*PROBLEM TO SOLVE*. Go through the listing beneath this task and return every line that carries the string "tall".

*** Opening SOURCE RECORDS ***

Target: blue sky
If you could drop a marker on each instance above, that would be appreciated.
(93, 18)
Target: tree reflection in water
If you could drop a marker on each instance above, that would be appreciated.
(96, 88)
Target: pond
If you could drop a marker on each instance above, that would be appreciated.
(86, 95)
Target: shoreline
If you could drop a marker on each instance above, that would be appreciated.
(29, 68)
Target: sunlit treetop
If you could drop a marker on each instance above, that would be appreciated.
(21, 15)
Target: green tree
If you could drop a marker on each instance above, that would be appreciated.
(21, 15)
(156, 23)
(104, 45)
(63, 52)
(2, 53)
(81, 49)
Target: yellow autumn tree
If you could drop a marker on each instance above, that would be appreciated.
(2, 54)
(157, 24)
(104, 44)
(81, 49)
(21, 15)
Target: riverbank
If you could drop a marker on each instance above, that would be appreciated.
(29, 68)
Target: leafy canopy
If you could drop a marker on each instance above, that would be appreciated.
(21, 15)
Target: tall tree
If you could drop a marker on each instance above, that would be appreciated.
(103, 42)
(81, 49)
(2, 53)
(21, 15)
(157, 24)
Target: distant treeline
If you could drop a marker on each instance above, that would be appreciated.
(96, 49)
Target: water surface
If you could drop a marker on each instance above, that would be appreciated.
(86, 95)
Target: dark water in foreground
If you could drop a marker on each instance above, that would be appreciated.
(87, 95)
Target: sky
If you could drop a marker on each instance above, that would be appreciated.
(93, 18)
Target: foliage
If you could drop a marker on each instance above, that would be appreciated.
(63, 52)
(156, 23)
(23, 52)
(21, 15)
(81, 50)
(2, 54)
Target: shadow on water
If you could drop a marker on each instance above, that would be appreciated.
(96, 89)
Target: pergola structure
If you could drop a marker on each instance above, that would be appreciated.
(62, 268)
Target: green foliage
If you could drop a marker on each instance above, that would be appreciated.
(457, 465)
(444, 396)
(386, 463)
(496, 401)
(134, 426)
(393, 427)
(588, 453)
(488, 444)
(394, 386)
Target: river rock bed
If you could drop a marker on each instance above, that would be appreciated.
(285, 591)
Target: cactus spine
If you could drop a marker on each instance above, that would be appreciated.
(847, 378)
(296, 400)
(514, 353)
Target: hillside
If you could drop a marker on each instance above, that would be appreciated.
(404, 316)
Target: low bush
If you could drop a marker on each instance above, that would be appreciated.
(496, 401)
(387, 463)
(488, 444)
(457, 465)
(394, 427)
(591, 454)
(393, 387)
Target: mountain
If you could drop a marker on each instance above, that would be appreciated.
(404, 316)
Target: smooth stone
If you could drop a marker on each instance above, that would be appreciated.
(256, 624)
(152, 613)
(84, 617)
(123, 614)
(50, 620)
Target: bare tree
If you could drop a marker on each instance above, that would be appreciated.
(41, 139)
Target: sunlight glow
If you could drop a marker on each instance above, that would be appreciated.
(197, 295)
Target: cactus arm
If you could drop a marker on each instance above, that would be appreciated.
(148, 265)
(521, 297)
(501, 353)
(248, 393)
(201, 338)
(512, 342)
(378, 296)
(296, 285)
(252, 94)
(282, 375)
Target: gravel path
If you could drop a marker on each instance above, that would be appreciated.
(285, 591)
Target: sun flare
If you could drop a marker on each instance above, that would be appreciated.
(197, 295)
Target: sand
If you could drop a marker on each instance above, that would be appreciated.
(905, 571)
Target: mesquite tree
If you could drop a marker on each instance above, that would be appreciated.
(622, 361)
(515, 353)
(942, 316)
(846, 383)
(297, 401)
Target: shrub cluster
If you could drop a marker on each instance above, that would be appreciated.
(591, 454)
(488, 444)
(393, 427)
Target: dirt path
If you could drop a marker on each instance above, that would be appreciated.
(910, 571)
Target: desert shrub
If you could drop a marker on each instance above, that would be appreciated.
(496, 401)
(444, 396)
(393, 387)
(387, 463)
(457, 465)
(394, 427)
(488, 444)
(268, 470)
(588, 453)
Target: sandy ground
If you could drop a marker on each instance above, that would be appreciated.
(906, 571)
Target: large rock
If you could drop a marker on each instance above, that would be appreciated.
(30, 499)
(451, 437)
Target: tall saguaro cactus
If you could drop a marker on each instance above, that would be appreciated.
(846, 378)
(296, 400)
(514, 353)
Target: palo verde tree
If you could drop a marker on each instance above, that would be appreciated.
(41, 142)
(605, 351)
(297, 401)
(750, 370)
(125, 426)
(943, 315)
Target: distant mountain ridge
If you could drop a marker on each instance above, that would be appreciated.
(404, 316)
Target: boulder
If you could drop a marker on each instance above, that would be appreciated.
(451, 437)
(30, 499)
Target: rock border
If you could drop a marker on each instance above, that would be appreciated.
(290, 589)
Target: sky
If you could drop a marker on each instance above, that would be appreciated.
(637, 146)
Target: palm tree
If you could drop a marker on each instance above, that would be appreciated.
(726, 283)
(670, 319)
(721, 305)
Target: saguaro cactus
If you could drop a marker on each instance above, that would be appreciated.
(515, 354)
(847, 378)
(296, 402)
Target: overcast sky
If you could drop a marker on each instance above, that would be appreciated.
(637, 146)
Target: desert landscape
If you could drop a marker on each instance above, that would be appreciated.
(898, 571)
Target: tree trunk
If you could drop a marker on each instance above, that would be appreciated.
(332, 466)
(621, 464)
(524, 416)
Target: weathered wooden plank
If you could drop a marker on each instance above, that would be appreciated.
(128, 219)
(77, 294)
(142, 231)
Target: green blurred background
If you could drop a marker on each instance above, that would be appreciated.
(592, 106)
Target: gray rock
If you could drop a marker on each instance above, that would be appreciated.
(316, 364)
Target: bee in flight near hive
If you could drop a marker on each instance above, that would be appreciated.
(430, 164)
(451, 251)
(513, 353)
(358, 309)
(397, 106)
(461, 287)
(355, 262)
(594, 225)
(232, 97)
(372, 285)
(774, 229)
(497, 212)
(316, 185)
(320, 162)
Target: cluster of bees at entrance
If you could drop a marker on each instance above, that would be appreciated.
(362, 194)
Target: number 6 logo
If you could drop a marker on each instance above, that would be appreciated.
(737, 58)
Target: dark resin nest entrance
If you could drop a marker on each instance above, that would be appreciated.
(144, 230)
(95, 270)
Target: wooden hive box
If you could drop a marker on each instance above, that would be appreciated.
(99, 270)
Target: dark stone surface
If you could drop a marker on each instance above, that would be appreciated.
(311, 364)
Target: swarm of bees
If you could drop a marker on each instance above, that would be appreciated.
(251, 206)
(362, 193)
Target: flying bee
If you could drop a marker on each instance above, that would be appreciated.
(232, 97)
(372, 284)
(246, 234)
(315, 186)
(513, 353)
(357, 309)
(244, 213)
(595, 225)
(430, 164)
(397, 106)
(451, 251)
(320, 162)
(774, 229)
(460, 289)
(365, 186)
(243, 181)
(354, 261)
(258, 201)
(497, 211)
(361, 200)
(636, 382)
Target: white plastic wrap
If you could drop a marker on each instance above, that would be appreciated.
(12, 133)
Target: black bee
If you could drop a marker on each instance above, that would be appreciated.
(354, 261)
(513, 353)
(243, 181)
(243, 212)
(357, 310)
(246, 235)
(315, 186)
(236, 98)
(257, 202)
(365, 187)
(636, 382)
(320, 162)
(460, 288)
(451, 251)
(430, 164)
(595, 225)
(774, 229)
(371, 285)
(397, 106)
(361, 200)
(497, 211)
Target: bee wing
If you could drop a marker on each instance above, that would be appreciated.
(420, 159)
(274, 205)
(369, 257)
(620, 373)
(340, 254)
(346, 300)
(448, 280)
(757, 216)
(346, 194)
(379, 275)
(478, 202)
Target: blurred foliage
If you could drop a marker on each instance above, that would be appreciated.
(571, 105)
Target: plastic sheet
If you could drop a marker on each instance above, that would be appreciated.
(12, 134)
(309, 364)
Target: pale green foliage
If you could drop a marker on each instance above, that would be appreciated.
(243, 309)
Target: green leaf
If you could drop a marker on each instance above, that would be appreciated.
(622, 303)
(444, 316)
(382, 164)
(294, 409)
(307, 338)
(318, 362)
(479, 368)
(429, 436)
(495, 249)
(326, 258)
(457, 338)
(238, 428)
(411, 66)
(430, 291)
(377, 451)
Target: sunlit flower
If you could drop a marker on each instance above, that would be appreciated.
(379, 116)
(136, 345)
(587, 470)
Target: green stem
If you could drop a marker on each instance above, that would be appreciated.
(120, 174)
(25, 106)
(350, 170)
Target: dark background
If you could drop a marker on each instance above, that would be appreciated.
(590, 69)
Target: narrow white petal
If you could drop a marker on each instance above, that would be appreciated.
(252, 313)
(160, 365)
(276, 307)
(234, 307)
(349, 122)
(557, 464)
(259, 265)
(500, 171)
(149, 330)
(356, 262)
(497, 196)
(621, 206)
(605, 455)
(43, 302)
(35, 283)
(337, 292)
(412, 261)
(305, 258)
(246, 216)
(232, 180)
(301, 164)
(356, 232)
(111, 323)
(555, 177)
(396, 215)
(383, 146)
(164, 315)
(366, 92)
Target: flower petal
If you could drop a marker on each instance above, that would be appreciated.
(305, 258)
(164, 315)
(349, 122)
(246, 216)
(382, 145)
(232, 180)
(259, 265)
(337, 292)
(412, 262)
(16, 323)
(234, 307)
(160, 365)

*** Closing SOURCE RECORDS ***

*WRITTEN ANSWER*.
Target: tall tree
Target: tall saguaro cactus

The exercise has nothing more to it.